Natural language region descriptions
___
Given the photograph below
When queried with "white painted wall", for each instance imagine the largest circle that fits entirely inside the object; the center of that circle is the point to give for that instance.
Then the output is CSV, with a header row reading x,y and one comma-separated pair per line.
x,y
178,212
___
ACTION ITEM
Keep every word intact and transcribe the records in full.

RESPONSE AREA
Given the photograph below
When queried with "white painted wall", for each instance imagine the largest circle that fits entirely inside the object; the center of that circle is the point to give for that instance.
Then the output is CSV, with a header row reading x,y and one comma-separated pair per line.
x,y
178,212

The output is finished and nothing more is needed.